Scan the data below. Pull out each line where "tool" occurs.

--- DATA SHOWN Enclosed Below ---

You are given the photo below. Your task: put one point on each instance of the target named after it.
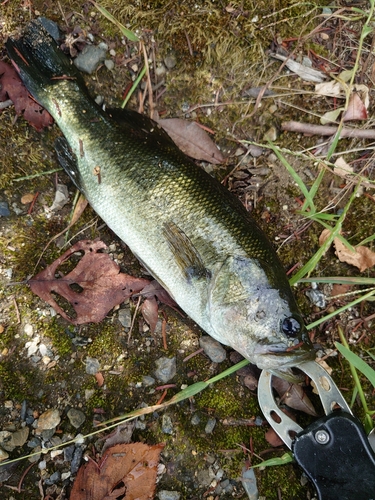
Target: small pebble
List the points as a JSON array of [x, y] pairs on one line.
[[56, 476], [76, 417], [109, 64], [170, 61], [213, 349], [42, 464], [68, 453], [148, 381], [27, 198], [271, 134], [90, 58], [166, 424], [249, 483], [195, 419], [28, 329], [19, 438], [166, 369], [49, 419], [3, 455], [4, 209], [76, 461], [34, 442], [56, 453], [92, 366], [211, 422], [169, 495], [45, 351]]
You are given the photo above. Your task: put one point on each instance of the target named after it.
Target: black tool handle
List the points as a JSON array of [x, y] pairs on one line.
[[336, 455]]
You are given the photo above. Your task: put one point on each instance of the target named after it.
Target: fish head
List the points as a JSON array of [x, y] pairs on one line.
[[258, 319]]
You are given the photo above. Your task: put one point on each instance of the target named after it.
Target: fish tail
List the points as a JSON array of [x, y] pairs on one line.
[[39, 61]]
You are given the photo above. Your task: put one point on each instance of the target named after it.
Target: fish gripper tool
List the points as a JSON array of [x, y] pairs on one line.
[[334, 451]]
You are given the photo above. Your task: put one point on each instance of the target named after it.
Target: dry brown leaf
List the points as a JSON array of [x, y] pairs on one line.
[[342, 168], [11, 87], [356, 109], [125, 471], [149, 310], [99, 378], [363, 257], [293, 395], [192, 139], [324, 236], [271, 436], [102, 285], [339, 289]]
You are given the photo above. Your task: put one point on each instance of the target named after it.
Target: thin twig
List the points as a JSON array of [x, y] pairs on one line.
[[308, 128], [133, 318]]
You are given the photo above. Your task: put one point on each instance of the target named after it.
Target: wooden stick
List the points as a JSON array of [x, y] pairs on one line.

--- End of Enclosed DATA SHOWN ---
--- DATA SHOWN Enclosed Below ---

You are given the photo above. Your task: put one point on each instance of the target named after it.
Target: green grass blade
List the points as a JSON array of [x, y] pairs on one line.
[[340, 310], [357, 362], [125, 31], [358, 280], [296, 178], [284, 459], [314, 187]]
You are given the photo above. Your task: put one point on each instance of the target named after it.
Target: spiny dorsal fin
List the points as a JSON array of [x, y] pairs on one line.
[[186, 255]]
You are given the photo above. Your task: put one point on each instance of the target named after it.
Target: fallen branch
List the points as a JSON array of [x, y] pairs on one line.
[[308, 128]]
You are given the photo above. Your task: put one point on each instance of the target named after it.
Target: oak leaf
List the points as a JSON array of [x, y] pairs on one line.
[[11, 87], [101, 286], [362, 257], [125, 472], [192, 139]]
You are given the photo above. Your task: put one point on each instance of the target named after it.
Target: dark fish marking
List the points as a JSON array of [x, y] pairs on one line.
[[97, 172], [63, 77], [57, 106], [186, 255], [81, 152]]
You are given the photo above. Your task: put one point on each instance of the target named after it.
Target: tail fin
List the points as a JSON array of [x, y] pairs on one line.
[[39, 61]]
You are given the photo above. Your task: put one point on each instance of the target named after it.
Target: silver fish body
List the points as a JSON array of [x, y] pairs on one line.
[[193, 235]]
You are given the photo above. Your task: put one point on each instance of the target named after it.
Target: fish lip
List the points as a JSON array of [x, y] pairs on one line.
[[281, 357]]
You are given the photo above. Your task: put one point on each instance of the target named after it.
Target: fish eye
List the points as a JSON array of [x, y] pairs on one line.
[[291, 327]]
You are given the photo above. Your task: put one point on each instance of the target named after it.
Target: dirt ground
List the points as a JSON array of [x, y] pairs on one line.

--- End of Enclosed DATA SHOWN ---
--- DATA SHOWN Enclosed Below ---

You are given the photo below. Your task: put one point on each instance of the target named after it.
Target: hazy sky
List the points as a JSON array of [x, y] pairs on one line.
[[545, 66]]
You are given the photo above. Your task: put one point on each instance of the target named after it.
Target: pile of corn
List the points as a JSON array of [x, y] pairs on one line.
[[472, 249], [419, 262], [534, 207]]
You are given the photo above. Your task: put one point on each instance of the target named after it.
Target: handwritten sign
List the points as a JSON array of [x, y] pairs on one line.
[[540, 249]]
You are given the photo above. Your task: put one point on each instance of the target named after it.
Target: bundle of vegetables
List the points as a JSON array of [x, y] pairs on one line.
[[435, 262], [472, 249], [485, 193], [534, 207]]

--- End of Enclosed DATA SHOWN ---

• [RESPONSE BOX]
Target: black tool handle
Target: fish gripper tool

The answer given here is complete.